**Description of the task**
Copy every one of the records below word for word.

**Extracted data**

==============================

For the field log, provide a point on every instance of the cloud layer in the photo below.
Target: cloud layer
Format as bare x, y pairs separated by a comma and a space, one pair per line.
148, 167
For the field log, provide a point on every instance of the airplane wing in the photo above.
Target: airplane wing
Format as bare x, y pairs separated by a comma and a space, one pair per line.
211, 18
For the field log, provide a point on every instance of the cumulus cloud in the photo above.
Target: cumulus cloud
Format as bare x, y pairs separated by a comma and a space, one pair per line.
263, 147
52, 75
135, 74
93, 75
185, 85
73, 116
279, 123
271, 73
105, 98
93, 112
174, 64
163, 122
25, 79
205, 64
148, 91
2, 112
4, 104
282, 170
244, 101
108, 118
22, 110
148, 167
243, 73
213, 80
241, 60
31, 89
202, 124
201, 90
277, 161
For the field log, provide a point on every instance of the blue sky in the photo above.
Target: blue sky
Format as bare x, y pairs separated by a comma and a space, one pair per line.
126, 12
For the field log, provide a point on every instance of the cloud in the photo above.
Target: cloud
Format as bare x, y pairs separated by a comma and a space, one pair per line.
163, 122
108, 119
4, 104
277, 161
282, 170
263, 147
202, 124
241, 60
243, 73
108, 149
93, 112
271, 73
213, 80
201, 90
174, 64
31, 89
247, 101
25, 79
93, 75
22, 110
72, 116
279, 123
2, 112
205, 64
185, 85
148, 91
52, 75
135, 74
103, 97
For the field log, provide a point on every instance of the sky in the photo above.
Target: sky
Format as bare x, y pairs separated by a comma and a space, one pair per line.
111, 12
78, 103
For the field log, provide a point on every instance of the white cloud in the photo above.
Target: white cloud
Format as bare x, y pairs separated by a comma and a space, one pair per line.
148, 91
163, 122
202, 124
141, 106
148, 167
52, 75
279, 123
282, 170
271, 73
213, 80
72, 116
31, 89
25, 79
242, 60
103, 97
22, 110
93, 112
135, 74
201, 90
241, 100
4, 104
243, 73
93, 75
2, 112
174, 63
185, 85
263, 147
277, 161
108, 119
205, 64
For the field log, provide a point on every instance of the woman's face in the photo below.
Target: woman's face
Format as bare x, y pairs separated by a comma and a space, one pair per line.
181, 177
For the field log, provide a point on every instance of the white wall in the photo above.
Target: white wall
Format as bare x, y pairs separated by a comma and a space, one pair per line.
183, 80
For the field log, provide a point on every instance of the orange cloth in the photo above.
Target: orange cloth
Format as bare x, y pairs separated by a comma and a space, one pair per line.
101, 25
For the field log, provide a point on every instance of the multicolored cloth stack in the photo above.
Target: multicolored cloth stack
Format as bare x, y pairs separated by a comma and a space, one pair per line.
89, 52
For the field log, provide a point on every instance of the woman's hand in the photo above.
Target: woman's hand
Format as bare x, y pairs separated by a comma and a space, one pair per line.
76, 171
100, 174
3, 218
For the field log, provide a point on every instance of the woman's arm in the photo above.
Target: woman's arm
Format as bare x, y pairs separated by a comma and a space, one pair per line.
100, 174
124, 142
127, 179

==============================

**Exercise answer**
For the field log, provide a point on every instance of the cloud layer in the photo below.
Target: cloud layer
Format as bare x, y pairs separated by a comma and a space, one pair per line.
148, 167
For the field log, provide a point on every instance of the airplane wing in the photo above.
Target: airplane wing
Format as bare x, y pairs separated by a comma and a space, one pair per line.
211, 18
For the field log, provide a point on every instance of the cumulus cloud in the photo above.
Target: cumulus cloud
Format as bare x, y pairs separated by a comma and a space, one pair per line.
263, 147
52, 75
135, 74
93, 75
185, 85
73, 116
279, 123
271, 73
105, 98
93, 112
174, 64
163, 122
25, 79
205, 64
148, 91
2, 112
4, 104
282, 170
244, 101
108, 118
22, 110
148, 167
243, 73
213, 80
241, 60
31, 89
202, 124
201, 90
277, 161
For the field log, provide a point on every instance of the blue sky in the photo above.
Target: blue sky
Format as bare x, y pairs separated by a comma and a space, one pair per line.
126, 12
For the field log, provide a point on every instance of the cloud in the photo above.
Target: cloud
Format as bare x, y pairs separated by a comma and a space, one pair per line.
163, 122
108, 119
4, 104
277, 161
282, 170
263, 147
202, 124
241, 60
243, 73
108, 149
93, 112
271, 73
213, 80
201, 90
174, 64
31, 89
247, 101
25, 79
93, 75
22, 110
72, 116
279, 123
2, 112
205, 64
185, 85
148, 91
52, 75
135, 74
103, 97
For the field log, provide a point on every instance of the sky in the photo above.
Target: sky
Format as bare x, y pairs separated by a comma and a space, one pair per line.
111, 12
78, 103
For the field log, provide a point on every instance of the white cloud in the photo above.
Target: white cloud
Format as bare x, y pairs separated by a comma and a space, one pair per line.
148, 91
163, 122
202, 124
141, 106
148, 167
52, 75
279, 123
282, 170
271, 73
213, 80
72, 116
31, 89
25, 79
242, 60
103, 97
22, 110
93, 112
135, 74
201, 90
241, 100
4, 104
243, 73
93, 75
2, 112
174, 63
185, 85
263, 147
277, 161
108, 119
205, 64
For the field log, provide a point on every instance of the woman's face in the photo below.
Target: woman's face
Format as bare x, y pairs separated by a comma and a space, one pair per line.
181, 177
For the field log, provide a point on every instance of the white wall in the photo above.
Target: white wall
Format as bare x, y pairs separated by a comma and a space, one pair per line.
183, 80
For the field log, provide a point on every instance of the orange cloth in the photo above.
Target: orange cloth
Format as bare x, y pairs separated by a comma and a space, one pair per line.
101, 25
For the field log, provide a point on every instance of the multicolored cloth stack in the photo above.
Target: multicolored cloth stack
Format as bare x, y pairs separated by a comma and a space, one pair per line.
89, 52
For the field log, provide a point on every instance of the woman's hand in the photo above.
Target: woman's hand
Format as bare x, y pairs separated by a comma and a space, one pair per line.
76, 171
100, 174
3, 218
For the field log, provide a point on every instance of the woman's arm in the photo above.
Target: woman's arm
Format as bare x, y pairs separated by a comma and a space, one pair per line.
100, 174
124, 142
127, 179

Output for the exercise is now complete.